### EXCERPTED RECORDS

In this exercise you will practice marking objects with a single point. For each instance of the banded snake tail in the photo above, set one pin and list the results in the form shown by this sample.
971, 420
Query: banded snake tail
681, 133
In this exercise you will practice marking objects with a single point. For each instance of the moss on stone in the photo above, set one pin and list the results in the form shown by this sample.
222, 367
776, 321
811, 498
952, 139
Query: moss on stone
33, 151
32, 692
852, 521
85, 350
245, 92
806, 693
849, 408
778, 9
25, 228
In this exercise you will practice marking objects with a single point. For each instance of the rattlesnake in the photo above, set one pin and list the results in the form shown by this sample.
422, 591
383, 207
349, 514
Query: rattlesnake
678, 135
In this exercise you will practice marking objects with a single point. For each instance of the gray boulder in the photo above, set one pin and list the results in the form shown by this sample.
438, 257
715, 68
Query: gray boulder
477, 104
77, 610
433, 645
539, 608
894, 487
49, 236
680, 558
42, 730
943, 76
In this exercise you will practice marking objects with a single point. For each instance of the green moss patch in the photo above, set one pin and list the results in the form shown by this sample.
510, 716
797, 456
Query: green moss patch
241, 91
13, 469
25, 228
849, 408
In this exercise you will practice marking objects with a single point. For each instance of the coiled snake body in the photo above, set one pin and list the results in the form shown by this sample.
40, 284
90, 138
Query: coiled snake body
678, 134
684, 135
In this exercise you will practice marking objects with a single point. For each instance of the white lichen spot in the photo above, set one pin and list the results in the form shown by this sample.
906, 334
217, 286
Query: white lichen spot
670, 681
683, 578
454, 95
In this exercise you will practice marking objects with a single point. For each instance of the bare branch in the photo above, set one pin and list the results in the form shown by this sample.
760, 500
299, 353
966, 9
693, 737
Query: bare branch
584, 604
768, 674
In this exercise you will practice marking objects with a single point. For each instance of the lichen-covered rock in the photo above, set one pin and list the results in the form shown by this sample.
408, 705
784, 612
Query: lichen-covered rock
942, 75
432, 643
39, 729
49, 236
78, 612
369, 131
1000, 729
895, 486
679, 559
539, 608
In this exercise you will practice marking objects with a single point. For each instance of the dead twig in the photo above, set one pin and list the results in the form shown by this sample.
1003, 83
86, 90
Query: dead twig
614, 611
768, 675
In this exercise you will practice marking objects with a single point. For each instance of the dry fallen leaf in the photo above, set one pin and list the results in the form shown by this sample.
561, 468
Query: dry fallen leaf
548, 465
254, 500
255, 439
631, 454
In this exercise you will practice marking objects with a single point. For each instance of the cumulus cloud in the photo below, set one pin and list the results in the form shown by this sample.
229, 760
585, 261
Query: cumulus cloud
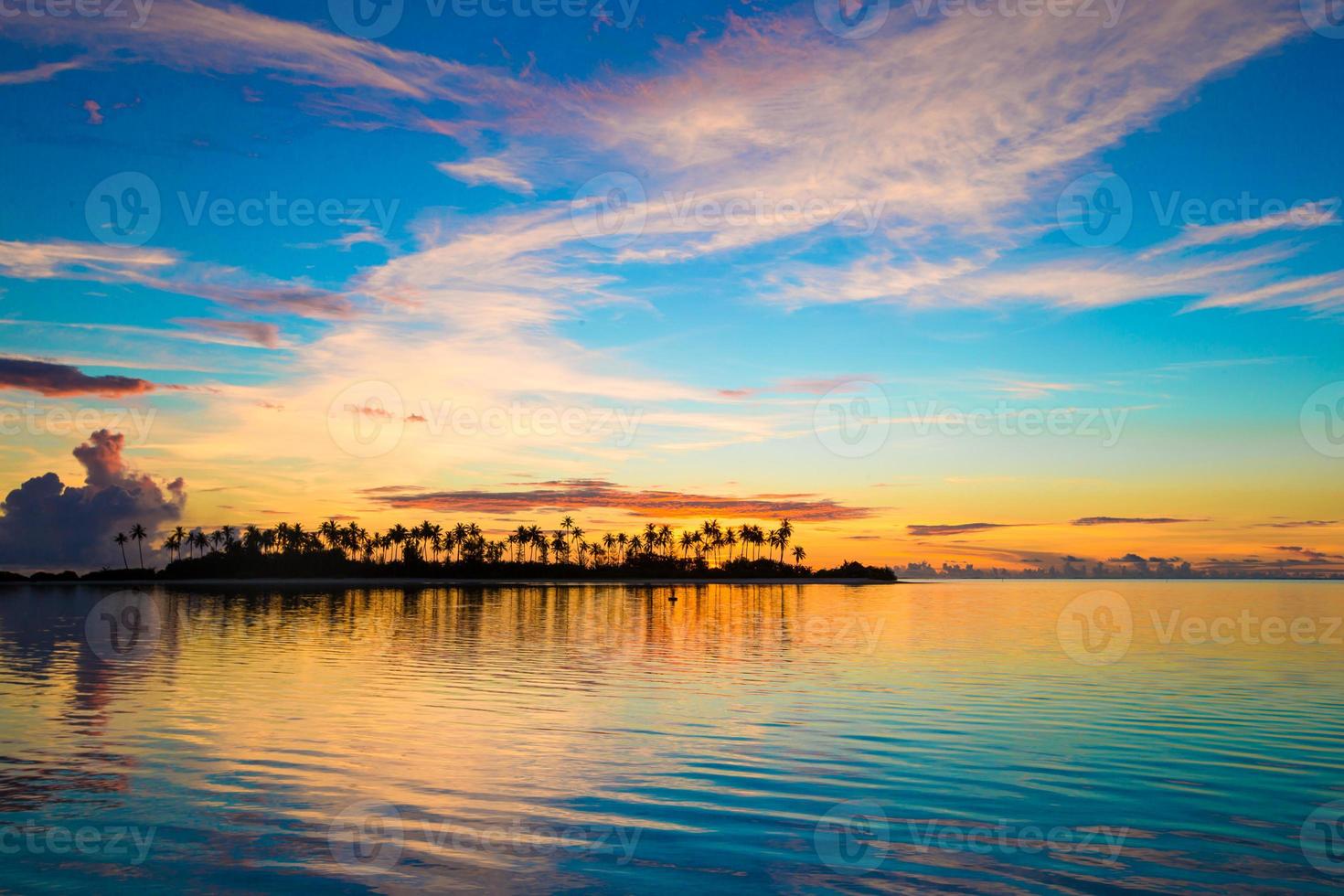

######

TASK DETAILS: Rescale the rows by repeating every line, requests included, from the line that contains "of the green" through the end of the rows, multiplying each answer point coordinate by 2.3 and rounding to whole numbers with halves rounded up, while leaving the requests and their sample points unchanged. Leave the pictures out of your answer.

OUTPUT OF THE TASK:
In this exercise you will practice marking objects with a single point. For each instance of the green moss patch in the photo above, set one pin and list the results in the form shown by this sample.
510, 716
797, 456
Query: green moss patch
554, 209
30, 1079
58, 524
1953, 938
In this exercise you will practice marking objects with a single point. For each instance of the coiled snake body in the photo above, set one pin and list the results in the form shown by this sample.
40, 284
90, 138
Query: coiled snake body
1559, 308
1573, 311
In this exercise you will practice marking objects with a single point. For each instance of the white lichen spot in the photo above, set one pin and list the results in the form shown by this sample.
906, 334
217, 286
Query: white lichen spot
1541, 1566
1571, 1329
1044, 219
In this exercise you will practice marking objects with a single point. For each instance of the bare branch in the photo above, set one pin and list the results in the form shown by this sample.
760, 500
299, 353
966, 9
693, 737
Query: bare branch
1343, 1389
1766, 1550
In this exercise you will practice marking objects with a single point. For each instance of the lichen-covered rock in the photo above, set one pin and list the results in the form shown by this sample.
408, 705
784, 612
Query: lichen-covered rock
2167, 173
994, 1479
90, 1677
113, 543
179, 1408
849, 301
2300, 1677
2059, 1118
1562, 1286
1240, 1398
In this exercise you will practice marking objects with a single point. For each instance of the dead twig in the photo above, set one pin and list the results in the form shown by this sample.
1003, 83
86, 90
Query: dead twig
1412, 1405
1766, 1553
In this exercise you will practice marking objects with a single point. For each instance of the dry fallen leaf in the photo above, set one pin and list the results in the form shown by this sample.
561, 468
Query: dry fallen leaf
1260, 1070
584, 1150
587, 1010
1451, 1044
In this exercise you will practice marking objects with a single point. For each instance of the cumulus cloud in the photo below, set one pin and list the results in the form shown by this sample.
229, 760
585, 261
Query: cumulus cloud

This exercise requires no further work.